◆ Task directions:
Reproduce, without any change, the lines of the listing from the line with "Note: for this drill we locate the car door" up to and including the line with "Note: for this drill we locate the distant boat".

◆ The input:

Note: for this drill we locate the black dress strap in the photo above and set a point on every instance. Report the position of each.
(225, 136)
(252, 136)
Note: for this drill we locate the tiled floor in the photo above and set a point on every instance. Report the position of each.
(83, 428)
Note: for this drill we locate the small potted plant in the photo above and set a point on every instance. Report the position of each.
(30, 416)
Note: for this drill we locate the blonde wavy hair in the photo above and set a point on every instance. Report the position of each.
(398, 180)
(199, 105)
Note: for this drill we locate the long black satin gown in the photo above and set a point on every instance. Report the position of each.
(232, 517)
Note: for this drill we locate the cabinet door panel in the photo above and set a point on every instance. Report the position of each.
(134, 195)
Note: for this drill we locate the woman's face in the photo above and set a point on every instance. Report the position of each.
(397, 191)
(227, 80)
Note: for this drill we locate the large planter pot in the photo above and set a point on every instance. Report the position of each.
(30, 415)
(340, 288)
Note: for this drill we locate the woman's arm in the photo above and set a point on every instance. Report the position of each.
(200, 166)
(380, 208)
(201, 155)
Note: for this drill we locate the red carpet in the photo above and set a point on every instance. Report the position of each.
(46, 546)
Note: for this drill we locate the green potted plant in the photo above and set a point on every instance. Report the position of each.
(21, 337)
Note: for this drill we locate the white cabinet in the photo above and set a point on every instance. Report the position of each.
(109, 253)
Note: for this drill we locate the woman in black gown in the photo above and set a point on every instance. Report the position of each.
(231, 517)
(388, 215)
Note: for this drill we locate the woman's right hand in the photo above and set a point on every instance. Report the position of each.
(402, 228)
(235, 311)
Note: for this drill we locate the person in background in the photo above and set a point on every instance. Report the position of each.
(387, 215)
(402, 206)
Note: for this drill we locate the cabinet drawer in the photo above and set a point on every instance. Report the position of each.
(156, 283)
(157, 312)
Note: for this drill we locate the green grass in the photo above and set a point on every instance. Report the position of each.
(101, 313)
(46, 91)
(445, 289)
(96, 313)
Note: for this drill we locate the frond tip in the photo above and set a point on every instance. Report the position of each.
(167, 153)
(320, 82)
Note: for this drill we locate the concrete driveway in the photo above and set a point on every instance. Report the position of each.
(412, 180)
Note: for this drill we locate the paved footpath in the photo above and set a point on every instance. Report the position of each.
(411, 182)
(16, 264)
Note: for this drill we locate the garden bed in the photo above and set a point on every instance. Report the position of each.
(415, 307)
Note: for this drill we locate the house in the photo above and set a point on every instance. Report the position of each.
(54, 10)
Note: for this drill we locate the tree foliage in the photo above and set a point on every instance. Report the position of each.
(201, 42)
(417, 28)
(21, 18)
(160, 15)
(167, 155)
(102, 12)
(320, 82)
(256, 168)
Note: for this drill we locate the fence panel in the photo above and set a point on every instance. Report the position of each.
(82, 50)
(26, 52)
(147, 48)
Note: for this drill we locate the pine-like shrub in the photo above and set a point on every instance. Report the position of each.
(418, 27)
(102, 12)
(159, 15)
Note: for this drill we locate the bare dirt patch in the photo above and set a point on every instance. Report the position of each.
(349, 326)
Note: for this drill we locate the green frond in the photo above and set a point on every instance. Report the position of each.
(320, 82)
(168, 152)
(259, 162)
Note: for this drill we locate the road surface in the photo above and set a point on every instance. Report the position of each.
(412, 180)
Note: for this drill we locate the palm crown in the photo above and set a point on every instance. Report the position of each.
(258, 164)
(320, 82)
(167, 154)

* * *

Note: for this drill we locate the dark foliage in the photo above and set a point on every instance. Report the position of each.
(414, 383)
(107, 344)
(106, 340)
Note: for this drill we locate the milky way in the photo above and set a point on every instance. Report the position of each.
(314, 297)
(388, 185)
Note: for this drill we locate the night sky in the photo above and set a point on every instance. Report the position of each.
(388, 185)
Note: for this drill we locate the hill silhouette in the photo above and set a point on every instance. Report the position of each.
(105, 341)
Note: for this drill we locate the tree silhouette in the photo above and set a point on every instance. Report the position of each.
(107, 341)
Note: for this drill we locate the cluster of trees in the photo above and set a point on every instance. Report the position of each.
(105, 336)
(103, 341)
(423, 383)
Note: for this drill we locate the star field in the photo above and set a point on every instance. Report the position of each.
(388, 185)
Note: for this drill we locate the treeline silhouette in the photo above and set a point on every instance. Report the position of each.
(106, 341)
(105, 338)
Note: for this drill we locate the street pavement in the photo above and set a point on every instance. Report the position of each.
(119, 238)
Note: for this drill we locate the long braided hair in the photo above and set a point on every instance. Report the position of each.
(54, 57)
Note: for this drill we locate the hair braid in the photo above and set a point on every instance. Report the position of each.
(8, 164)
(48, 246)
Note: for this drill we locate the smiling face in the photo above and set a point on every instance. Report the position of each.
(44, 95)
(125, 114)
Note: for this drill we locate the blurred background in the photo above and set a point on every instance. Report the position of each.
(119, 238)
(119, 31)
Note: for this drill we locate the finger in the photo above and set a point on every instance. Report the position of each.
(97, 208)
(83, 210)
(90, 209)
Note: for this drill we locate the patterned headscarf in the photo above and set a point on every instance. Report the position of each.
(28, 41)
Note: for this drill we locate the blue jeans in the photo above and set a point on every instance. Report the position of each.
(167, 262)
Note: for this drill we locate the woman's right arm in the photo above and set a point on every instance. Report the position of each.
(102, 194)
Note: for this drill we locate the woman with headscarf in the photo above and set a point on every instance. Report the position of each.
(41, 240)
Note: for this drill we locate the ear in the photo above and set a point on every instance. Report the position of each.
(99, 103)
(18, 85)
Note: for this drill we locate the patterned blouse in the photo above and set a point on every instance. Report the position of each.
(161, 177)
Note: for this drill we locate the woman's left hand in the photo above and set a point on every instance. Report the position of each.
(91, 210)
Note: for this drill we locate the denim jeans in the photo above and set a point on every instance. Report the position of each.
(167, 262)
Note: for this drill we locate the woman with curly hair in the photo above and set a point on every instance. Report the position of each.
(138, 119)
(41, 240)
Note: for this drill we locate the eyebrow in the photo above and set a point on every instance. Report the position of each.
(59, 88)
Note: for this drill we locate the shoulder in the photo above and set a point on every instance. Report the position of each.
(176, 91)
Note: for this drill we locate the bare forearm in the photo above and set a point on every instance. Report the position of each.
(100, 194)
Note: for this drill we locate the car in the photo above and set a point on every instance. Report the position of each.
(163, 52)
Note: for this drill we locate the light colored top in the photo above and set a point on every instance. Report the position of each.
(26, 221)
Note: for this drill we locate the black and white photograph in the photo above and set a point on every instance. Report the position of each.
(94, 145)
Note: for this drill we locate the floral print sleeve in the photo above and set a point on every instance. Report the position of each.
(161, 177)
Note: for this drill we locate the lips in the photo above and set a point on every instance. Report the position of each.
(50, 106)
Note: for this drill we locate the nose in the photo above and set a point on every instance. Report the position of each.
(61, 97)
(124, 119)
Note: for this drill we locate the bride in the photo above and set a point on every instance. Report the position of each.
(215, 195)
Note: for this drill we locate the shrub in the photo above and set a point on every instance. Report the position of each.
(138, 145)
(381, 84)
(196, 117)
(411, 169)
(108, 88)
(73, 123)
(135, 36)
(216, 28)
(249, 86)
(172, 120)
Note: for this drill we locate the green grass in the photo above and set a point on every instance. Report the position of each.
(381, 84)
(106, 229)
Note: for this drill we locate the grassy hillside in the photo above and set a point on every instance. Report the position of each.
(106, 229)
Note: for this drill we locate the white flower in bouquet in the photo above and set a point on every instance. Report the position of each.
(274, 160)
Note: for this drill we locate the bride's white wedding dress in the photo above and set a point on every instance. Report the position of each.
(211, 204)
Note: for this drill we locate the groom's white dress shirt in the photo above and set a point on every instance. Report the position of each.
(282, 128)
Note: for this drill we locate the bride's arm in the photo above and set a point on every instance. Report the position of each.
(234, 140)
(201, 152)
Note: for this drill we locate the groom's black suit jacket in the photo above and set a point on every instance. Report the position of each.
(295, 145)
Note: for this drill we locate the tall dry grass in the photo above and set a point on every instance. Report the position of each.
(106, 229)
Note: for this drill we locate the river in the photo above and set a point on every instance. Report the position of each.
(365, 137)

---

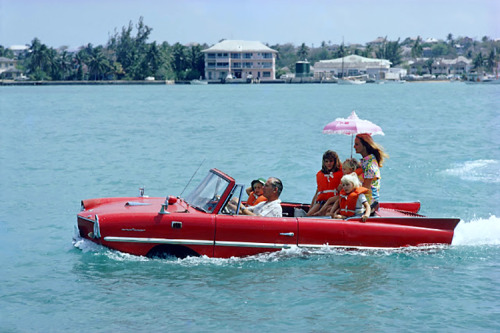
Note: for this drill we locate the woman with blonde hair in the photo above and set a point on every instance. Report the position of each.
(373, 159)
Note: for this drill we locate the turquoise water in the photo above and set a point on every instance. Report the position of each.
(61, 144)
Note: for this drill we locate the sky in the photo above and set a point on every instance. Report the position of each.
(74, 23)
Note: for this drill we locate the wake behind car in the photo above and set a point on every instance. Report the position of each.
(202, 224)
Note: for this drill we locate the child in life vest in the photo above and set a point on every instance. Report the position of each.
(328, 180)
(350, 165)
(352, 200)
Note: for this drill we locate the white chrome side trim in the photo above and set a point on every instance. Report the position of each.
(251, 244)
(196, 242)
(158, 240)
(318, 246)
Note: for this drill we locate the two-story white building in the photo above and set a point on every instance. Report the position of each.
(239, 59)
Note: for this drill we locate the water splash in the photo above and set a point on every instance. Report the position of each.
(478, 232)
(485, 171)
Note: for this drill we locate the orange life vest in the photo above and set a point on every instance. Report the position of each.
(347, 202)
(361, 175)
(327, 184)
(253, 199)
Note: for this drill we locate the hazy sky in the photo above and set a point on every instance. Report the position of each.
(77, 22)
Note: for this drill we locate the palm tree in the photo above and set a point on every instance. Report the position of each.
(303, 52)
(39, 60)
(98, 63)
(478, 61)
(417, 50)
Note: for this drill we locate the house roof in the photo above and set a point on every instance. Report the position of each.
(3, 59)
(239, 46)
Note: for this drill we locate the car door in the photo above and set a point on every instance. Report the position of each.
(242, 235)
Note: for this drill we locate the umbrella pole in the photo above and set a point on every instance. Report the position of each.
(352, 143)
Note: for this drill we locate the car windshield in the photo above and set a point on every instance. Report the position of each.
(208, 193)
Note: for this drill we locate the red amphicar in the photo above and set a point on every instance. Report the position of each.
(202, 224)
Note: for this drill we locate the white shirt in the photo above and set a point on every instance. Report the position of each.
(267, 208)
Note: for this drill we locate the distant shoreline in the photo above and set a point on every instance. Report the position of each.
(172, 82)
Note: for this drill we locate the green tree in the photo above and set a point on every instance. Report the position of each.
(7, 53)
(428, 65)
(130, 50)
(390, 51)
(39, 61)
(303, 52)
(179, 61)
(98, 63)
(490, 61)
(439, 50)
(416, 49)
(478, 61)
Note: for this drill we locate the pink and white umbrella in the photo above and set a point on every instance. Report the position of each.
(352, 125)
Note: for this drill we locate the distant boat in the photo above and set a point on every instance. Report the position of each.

◆ Exercise solution:
Note: for this drill we locate the car door in the photo above and set a point on every instance. Report the position of each.
(242, 235)
Note: for this drill we locate the umbrella pole in the photo above and set a point on every instance. Report the position of each.
(352, 143)
Note: for this drill we locate the car windshield in the photo above and set a point on every instance. Report the position of each.
(208, 193)
Note: for this drill we locate the red amphicar in the photo above and set a point on every instance. Report the position of each.
(202, 224)
Note: for this drill we locate the white shirt in the photo above and set a point on every instance. Report the position of each.
(267, 208)
Note: for this drill we locate the distant shoreline in the photo above and set a point on every instance. Report the position of each.
(172, 82)
Note: for this drill we locate the green tree in the photo above and set a point on every instance. Report the position of each.
(7, 53)
(428, 65)
(130, 50)
(390, 51)
(39, 61)
(303, 52)
(179, 61)
(98, 63)
(490, 61)
(439, 50)
(416, 49)
(478, 61)
Note: for this drill we locate the pink and white umbrella in the photo above and set a point on every instance. Report the position of each.
(352, 125)
Note: for this drill we locate the distant boat in the photo above and set a point on every instance. Report the position of each.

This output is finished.